To do:
Rewrite the entries below, putting "occurrence" wherever "instance" appears and keeping everything else the same.
· · ·
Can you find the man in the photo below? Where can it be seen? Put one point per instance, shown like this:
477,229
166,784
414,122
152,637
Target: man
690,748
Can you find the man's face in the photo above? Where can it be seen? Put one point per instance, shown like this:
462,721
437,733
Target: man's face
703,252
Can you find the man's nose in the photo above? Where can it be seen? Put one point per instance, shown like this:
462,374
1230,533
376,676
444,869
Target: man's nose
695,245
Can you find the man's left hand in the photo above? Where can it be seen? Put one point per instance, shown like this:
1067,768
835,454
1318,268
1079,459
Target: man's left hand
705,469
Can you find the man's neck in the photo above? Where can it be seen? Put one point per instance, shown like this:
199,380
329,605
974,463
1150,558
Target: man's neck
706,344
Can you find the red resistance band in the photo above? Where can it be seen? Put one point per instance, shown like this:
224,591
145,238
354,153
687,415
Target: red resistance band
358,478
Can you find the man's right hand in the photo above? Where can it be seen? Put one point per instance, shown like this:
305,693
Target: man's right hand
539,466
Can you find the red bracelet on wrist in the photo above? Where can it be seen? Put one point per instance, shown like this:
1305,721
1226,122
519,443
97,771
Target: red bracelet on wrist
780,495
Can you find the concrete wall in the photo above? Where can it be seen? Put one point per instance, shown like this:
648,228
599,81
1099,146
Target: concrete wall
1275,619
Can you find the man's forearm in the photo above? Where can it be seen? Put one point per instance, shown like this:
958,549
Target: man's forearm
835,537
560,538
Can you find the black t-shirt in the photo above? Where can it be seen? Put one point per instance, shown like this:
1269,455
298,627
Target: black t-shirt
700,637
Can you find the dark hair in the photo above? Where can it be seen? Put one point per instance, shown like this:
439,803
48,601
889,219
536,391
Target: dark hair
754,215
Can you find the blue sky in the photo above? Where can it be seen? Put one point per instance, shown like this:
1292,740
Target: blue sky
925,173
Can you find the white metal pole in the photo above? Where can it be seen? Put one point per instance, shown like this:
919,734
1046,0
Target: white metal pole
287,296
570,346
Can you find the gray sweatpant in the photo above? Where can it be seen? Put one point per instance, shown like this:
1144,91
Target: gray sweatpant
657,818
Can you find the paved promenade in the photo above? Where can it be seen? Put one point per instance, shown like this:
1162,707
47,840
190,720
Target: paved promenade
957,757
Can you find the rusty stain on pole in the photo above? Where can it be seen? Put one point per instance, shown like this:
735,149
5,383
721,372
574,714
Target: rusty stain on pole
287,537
· · ·
Answer to this problem:
Can you find the man in the photo below? Where can it be seen? Put one point per occurrence, shown like this:
477,229
166,784
414,122
152,637
Target: man
690,748
Can you find the man's face in the photo above? Where can it be seen? Put one point per occurrence, shown like this:
462,721
437,733
Target: man's face
703,252
Can you find the man's nose in the photo above? Where can it be seen? Put one point per occurrence, shown like this:
462,374
1230,533
376,676
444,869
Target: man's nose
695,245
Can you find the man's left hand in the photo above? Where can it be seen? Put one point per occurrence, shown like this:
1067,768
835,454
1318,268
1079,459
Target: man's left hand
705,469
Can you find the man's neck in the photo above? Where can it be seen? Put one point per occurrence, shown like this:
199,380
329,605
974,463
1150,558
Target: man's neck
706,344
Can you find the red resistance band in the photo above? Where can it be seen? Put one point per occurrence, shown like this:
224,591
145,238
354,153
687,415
Target: red resistance band
358,478
Can you find the man's right hand in the photo above? Where can it be seen? Put one point per occurrence, shown like this:
305,693
Target: man's right hand
539,466
Can you find the red bracelet on wrist in the photo above? Where can it be seen? Put one point per occurrence, shown like this:
1305,721
1226,122
519,443
97,771
Target: red bracelet on wrist
780,495
Can you find the concrete wall in the photo above? Where can it be seen? Put one point per occurrence, shown like this:
648,228
599,81
1099,146
Target: concrete wall
1275,619
Can you find the man's forearm in the photo above? Where can it be seen? Put one point per occurrence, shown like this:
958,549
Target: man's forearm
835,537
560,538
Can you find the black t-shirt in the photo above? Where can it be seen? Put one point per occurrence, shown like this:
1269,455
298,627
Target: black t-shirt
700,637
Can you find the dark hair in the photo above? Where can it be seen? Put one point per occurrence, shown like this:
439,803
48,601
889,219
536,391
Target: dark hair
754,215
Can you find the blue sky in the photo above? Where can it be seen? Put one point per occurrence, shown like this:
1292,740
Target: blue sky
925,173
Can you find the white metal pole in the photo above? Where can it be seen? Put one point per occurrence, shown like this:
919,734
1046,0
Target: white metal pole
287,296
570,346
Can you find the gray sweatpant in the photo above? Where can it be seen? Put one point per occurrence, shown like this:
1144,91
Target: gray sweatpant
657,818
Can you find the paved promenade in the photo above? Where can it be seen? Put one point per occurrence, shown like this:
1162,707
47,840
190,720
Target: paved promenade
957,757
Can you find the rusty stain on pole in the photo above? Where can it be seen? Put one point per occurrence, shown like this:
735,149
5,383
721,372
574,714
Target: rusty stain on pole
287,537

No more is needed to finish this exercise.